**Page extract**
--*--

Data Compaction

When you release the space allocated to a volume on the MapR cluster by deleting a file or snapshot, or by truncating a file, MapR's tier compactor can be set up to run automatically or manually to release the space on the tier associated with the volume by deleting the corresponding stripes or objects from the tier. In addition, when you recall data, the compactor automatically purges the recalled data on the MapR cluster if there are no changes to the data. By default, the compactor runs on an automatic internal schedule to determine if any deletion has happened on the MapR cluster since it last ran and if necessary, remove the corresponding stripelets or objects from the tier.

MapR uses two settings (at the volume level) to determine when and how frequently to run the compactor:
  • Overhead threshold — You can specify a percentage of offloaded data that must have been deleted to trigger the compaction operation. By default, the compactor performs the compaction operation only if at least 30% of the offloaded data is deleted.
  • Compactor schedule — You can set up a custom schedule to run the compactor. By default, MapR uses the Internal Automatic Scheduler (ID is 4), which is based on internal parameters, to run the compactor.

The compactor runs only when there are no other tiering operations running for the volume. If there are other tiering operations, such as offload or recall, running for the volume, the compactor does not run until the tiering operation completes. If a tiering operation is triggered while the compactor is running, the tiering operation will fail. You cannot trigger a volume-level tiering job when another job is running for the volume. You can trigger a file-level offload or recall operation when a volume level job is running and vice versa.

Purging Recalled Data

When you recall data to the MapR cluster explicitly (by running the recall command) or implicitly (by doing a read or an overwrite), the recalled data is purged by the compactor if there are no changes to the data and if the expiration time for recalled data has been reached or has passed. You can also manually run the compactor to force an immediate purge of recalled data. See Running the Compactor to Purge Recalled Data on the MapR Cluster for more information.

Purging Stale Data

When you release space on the MapR cluster by deleting or modifying data, the compactor purges the data on the tier also. Depending on whether file data is completely deleted or partially deleted on the MapR cluster, the MapR compactor processes purging of data on the tier.

For warm tiered volumes, the MapR compactor identifies corresponding objects (or stripes) on the tier and deletes entire objects first. After deleting entire objects, if there are partial objects to delete, the MapR compactor identifies the objects (with partially deleted data) that can be coalesced, fetches them, creates new objects with combined data, updates the metadata in the DB tables, deletes the old objects from the tier, and offloads the new objects to the tier. The compactor handles partial deletions only after deleting entire objects and only if the size of the remaining data to delete exceeds the compaction threshold.

For cold tiered volumes in the S3 environment, while entire objects can be easily deleted, modifications and partial deletions are not supported. For example, suppose data associated with a file is distributed across objects. When a file is deleted on the MapR cluster, corresponding data on the S3 tier can be easily removed if the object in the S3 only contains data associated with the deleted file. On the other hand, if the object contains data from other files also, the object cannot be deleted and S3 does not support changes to the object or partial deletion of the object.

For partial deletions, the MapR compactor identifies the objects (with partially deleted data) that can be coalesced, fetches them, creates new objects with combined data, updates the metadata in the DB tables, deletes the old objects from the tier, and offloads the new objects to the S3 tier. The compactor handles partial deletions only after deleting entire objects and only if the size of the remaining data to delete exceeds the compaction threshold.

You can manually trigger the compactor to purge the stale data on the tier. See Running the Compactor to Purge Stale Data on the Tier for more information.

--*--

**Complete the following**
1. In the data compaction page, list the actions that the compactor takes for partial deletions in warm tiered volumes, in the order the page gives them.
2. Copy out word for word the part of the data compaction page from "Purging Recalled Data" up to and including "Cluster for more information.".

**Data block**
--*--

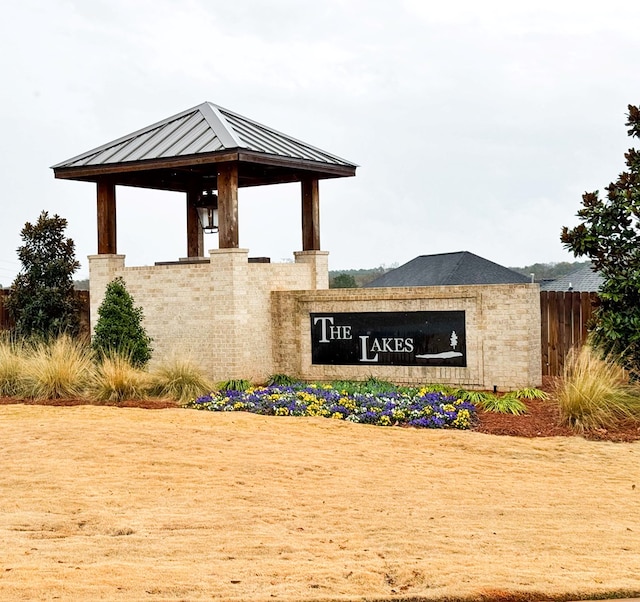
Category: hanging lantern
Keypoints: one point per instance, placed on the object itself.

--*--

**Results of the exercise**
1.
1. Identifies the objects (with partially deleted data) that can be coalesced
2. Fetches them
3. Creates new objects with combined data
4. Updates the metadata in the DB tables
5. Deletes the old objects from the tier
6. Offloads the new objects to the tier

2.
Purging Recalled Data

When you recall data to the MapR cluster explicitly (by running the recall command) or implicitly (by doing a read or an overwrite), the recalled data is purged by the compactor if there are no changes to the data and if the expiration time for recalled data has been reached or has passed. You can also manually run the compactor to force an immediate purge of recalled data. See Running the Compactor to Purge Recalled Data on the MapR Cluster for more information.